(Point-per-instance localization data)

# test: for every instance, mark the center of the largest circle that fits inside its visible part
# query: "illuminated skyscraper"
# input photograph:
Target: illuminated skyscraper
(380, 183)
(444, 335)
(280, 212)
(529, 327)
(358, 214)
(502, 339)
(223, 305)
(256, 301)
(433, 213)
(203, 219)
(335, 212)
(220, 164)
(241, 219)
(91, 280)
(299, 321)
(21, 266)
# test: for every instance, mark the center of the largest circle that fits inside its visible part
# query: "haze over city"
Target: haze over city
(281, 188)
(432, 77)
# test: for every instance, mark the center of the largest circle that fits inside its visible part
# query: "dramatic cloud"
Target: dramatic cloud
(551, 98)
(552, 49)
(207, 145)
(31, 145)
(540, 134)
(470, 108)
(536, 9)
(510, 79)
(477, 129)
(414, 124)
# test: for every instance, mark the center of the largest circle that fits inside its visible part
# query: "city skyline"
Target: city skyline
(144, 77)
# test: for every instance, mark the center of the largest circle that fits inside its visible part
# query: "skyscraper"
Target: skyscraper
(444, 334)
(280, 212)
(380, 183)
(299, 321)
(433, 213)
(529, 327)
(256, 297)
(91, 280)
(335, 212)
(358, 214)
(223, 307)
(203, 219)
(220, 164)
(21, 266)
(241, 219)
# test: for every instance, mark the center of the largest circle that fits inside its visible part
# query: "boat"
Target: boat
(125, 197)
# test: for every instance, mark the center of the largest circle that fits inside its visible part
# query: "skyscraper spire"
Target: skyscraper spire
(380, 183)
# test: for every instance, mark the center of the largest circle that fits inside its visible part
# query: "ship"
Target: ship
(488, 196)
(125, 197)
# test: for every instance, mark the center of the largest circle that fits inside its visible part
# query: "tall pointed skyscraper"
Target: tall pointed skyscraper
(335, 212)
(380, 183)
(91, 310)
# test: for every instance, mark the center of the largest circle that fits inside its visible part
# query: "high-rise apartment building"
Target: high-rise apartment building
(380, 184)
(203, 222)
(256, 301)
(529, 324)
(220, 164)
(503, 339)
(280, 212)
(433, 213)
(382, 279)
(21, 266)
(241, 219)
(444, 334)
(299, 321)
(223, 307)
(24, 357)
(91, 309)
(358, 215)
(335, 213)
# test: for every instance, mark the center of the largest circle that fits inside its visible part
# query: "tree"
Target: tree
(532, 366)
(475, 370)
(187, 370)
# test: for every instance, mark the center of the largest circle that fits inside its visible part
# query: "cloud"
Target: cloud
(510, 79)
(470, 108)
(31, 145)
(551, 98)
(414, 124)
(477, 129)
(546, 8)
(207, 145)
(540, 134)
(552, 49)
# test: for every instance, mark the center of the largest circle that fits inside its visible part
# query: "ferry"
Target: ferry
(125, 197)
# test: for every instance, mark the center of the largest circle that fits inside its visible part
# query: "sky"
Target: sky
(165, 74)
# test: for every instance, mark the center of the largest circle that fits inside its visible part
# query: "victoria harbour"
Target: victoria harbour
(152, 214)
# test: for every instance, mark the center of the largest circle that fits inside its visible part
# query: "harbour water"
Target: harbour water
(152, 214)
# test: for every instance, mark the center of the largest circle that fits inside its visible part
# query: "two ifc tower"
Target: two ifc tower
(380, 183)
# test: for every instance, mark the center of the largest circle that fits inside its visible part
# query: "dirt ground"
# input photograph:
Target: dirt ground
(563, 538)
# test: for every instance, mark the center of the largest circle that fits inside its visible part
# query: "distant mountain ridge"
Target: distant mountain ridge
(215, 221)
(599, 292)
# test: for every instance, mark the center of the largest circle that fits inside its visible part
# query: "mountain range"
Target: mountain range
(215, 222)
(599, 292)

▶ REQUIREMENT: Every line of the data above should be retyped precisely.

▶ RESPONSE BOX:
# test: for every instance, mark the center of the largest circle that fits inside its visible part
# query: "illuminated skyscraper"
# input photograph:
Target: illuminated skyscraper
(380, 183)
(444, 335)
(280, 212)
(529, 327)
(358, 214)
(502, 339)
(223, 305)
(256, 301)
(433, 213)
(203, 219)
(335, 212)
(220, 164)
(241, 219)
(91, 280)
(299, 321)
(21, 266)
# test: for every instance, mark the center of the largest circle that fits inside its visible part
# query: "haze over city"
Target: haze over city
(281, 188)
(432, 77)
# test: for every instance, mark the center of the largest circle that fits inside its visible part
# query: "dramatic cloud"
Target: dramatic cloud
(551, 98)
(552, 49)
(207, 145)
(31, 145)
(540, 134)
(470, 108)
(536, 9)
(510, 79)
(477, 129)
(414, 124)
# test: for every instance, mark the center of the largest circle that fits inside its visible part
# query: "city skyline"
Target: city skyline
(144, 77)
# test: for every instance, mark the center of the largest circle that fits inside its visible part
# query: "skyscraper"
Target: skyscraper
(444, 334)
(280, 212)
(380, 183)
(299, 321)
(433, 213)
(529, 327)
(256, 297)
(91, 280)
(335, 212)
(358, 214)
(223, 307)
(203, 219)
(220, 164)
(21, 266)
(241, 219)
# test: for every instance, mark the center of the largest circle that fits inside its visible part
# query: "boat"
Target: boat
(125, 197)
# test: for every instance, mark the center of the largest circle that fits inside its visible part
# query: "skyscraper spire"
Target: skyscraper spire
(380, 183)
# test: for every instance, mark the center of the largest circle that fits inside its visible part
# query: "ship"
Target: ship
(488, 196)
(125, 197)
# test: for every instance, mark the center of the largest circle that fits inside its visible part
# query: "tall pointed skyscraper"
Target: tall pointed skyscraper
(335, 212)
(380, 183)
(91, 310)
# test: for every instance, mark the center of the largest circle that fits inside its visible part
# query: "high-rise apartment building"
Target: high-rise apartment building
(380, 184)
(203, 222)
(256, 301)
(529, 324)
(220, 164)
(503, 339)
(280, 212)
(433, 213)
(382, 279)
(21, 266)
(241, 219)
(444, 334)
(299, 321)
(223, 307)
(24, 357)
(91, 309)
(358, 215)
(335, 213)
# test: for every instance, mark the center of the largest circle that fits inside its visible part
# query: "tree"
Target: tree
(532, 366)
(475, 370)
(187, 370)
# test: for every instance, mark the center of the largest circle that fits inside its visible part
# query: "cloud"
Target: cloud
(510, 79)
(470, 108)
(31, 145)
(551, 98)
(414, 124)
(477, 129)
(546, 8)
(207, 145)
(540, 134)
(552, 49)
# test: for every instance, mark the center of the largest circle that fits inside its visible part
# query: "ferry"
Target: ferry
(125, 197)
# test: for every instance, mark the center of the largest circle that fits inside its visible part
# query: "sky"
Target: sky
(165, 74)
# test: for every instance, mark the center of the largest circle that fits inside its visible part
# query: "victoria harbour"
Target: victoria harbour
(152, 214)
# test: for every instance, mark the center of the largest circle that fits inside its visible part
# query: "harbour water"
Target: harbour water
(152, 214)
# test: for every instance, mark the center of the largest circle that fits inside its visible part
# query: "two ifc tower"
Target: two ifc tower
(380, 183)
# test: for every instance, mark the center of the largest circle that fits inside its visible part
# query: "dirt ground"
# input photograph:
Target: dirt ground
(563, 538)
# test: for every instance, mark the center of the largest circle that fits inside its visible part
# query: "distant mountain ridge"
Target: distant mountain ridge
(215, 221)
(599, 292)
# test: for every instance, mark the center of the largest circle that fits inside its visible part
# query: "mountain range"
Target: mountain range
(215, 222)
(599, 292)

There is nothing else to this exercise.